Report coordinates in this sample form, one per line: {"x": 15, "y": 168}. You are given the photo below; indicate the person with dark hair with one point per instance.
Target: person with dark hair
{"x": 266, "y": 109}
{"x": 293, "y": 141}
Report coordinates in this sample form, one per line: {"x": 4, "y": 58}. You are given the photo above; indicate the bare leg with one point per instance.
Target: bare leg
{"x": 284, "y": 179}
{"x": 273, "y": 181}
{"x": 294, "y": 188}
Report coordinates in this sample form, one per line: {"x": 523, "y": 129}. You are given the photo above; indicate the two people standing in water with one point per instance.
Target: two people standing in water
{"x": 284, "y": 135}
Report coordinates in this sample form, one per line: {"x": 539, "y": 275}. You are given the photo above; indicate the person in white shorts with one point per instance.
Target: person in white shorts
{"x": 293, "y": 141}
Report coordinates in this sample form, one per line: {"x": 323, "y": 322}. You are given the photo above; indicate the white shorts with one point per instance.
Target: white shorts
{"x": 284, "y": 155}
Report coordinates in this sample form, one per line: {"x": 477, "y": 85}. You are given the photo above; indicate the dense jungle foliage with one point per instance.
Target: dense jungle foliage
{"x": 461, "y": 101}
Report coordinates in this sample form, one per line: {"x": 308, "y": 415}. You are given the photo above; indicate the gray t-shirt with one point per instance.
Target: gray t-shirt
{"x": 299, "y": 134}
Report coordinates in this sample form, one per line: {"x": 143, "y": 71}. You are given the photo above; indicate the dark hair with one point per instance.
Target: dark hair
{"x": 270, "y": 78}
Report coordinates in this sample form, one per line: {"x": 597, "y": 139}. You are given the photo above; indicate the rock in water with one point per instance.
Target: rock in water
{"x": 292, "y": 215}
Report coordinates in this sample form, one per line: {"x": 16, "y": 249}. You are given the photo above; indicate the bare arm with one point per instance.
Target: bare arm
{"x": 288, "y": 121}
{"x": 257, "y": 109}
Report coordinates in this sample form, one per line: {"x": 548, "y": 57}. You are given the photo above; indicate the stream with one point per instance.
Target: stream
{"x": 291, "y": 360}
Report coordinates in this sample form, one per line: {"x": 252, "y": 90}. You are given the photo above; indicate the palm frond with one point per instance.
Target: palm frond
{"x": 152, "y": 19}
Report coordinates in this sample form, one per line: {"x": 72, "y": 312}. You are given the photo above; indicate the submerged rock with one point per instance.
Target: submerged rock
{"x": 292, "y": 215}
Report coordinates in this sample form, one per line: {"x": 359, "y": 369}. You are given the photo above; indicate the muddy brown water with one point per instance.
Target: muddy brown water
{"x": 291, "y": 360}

########

_BRIEF_.
Render all the records above as a numbered list with one line per item, skipping any blank lines.

_FULL ANSWER_.
1. Report coordinates in this sample form, one per line: {"x": 15, "y": 168}. You are given the photo below; indicate the person with dark hair with one point per instance.
2. Target: person with dark hair
3. {"x": 266, "y": 109}
4. {"x": 293, "y": 141}
5. Report coordinates in this sample form, one per line: {"x": 4, "y": 58}. You are given the photo above; indicate the bare leg with one point per instance.
6. Target: bare leg
7. {"x": 284, "y": 179}
8. {"x": 273, "y": 181}
9. {"x": 294, "y": 188}
10. Report coordinates in this sample form, one per line: {"x": 523, "y": 129}. You are given the photo above; indicate the two people standing in water with one point per instance.
11. Target: two people standing in water
12. {"x": 284, "y": 135}
13. Report coordinates in this sample form, one per line: {"x": 539, "y": 275}. You are given the photo above; indicate the person in white shorts with one point per instance.
14. Target: person in white shorts
15. {"x": 293, "y": 141}
16. Report coordinates in this sample form, one per line: {"x": 323, "y": 322}. You are given the photo above; indicate the white shorts with one point per instance.
17. Target: white shorts
18. {"x": 284, "y": 155}
19. Report coordinates in this sample form, one per line: {"x": 477, "y": 85}. You are given the photo above; indicate the dense jungle foliage with one point per instance.
20. Target: dense jungle foliage
21. {"x": 461, "y": 101}
22. Report coordinates in this sample form, one per line: {"x": 308, "y": 415}. You are given the photo above; indicate the gray t-shirt with one point per instance.
23. Target: gray t-shirt
24. {"x": 299, "y": 134}
25. Report coordinates in this sample form, one per line: {"x": 143, "y": 71}. You are given the photo above; indicate the dark hair with one point per instance.
26. Target: dark hair
27. {"x": 270, "y": 78}
28. Report coordinates in this sample form, one per line: {"x": 597, "y": 139}. You are given the photo above; indicate the rock in water with one point per instance.
29. Target: rock in water
30. {"x": 292, "y": 215}
31. Report coordinates in this sample form, one per line: {"x": 16, "y": 249}. You are given the photo above; indicate the bare arm with one point per instance.
32. Target: bare arm
33. {"x": 288, "y": 121}
34. {"x": 257, "y": 109}
35. Report coordinates in this sample form, one per line: {"x": 548, "y": 57}. You are given the photo above; indicate the stream with one point per instance.
36. Target: stream
37. {"x": 291, "y": 360}
38. Report coordinates in this sample form, one per line: {"x": 252, "y": 90}. You are given the photo above; indicate the palm frond with one point per instance.
39. Target: palm frond
40. {"x": 152, "y": 19}
41. Report coordinates in this sample form, one per line: {"x": 72, "y": 312}. You are given the photo above; indicate the submerged rock with one point per instance.
42. Target: submerged rock
43. {"x": 292, "y": 215}
44. Report coordinates in this sample form, one per line: {"x": 359, "y": 369}. You are given the photo above; indicate the muddy brown water with one point per instance.
45. Target: muddy brown water
46. {"x": 291, "y": 360}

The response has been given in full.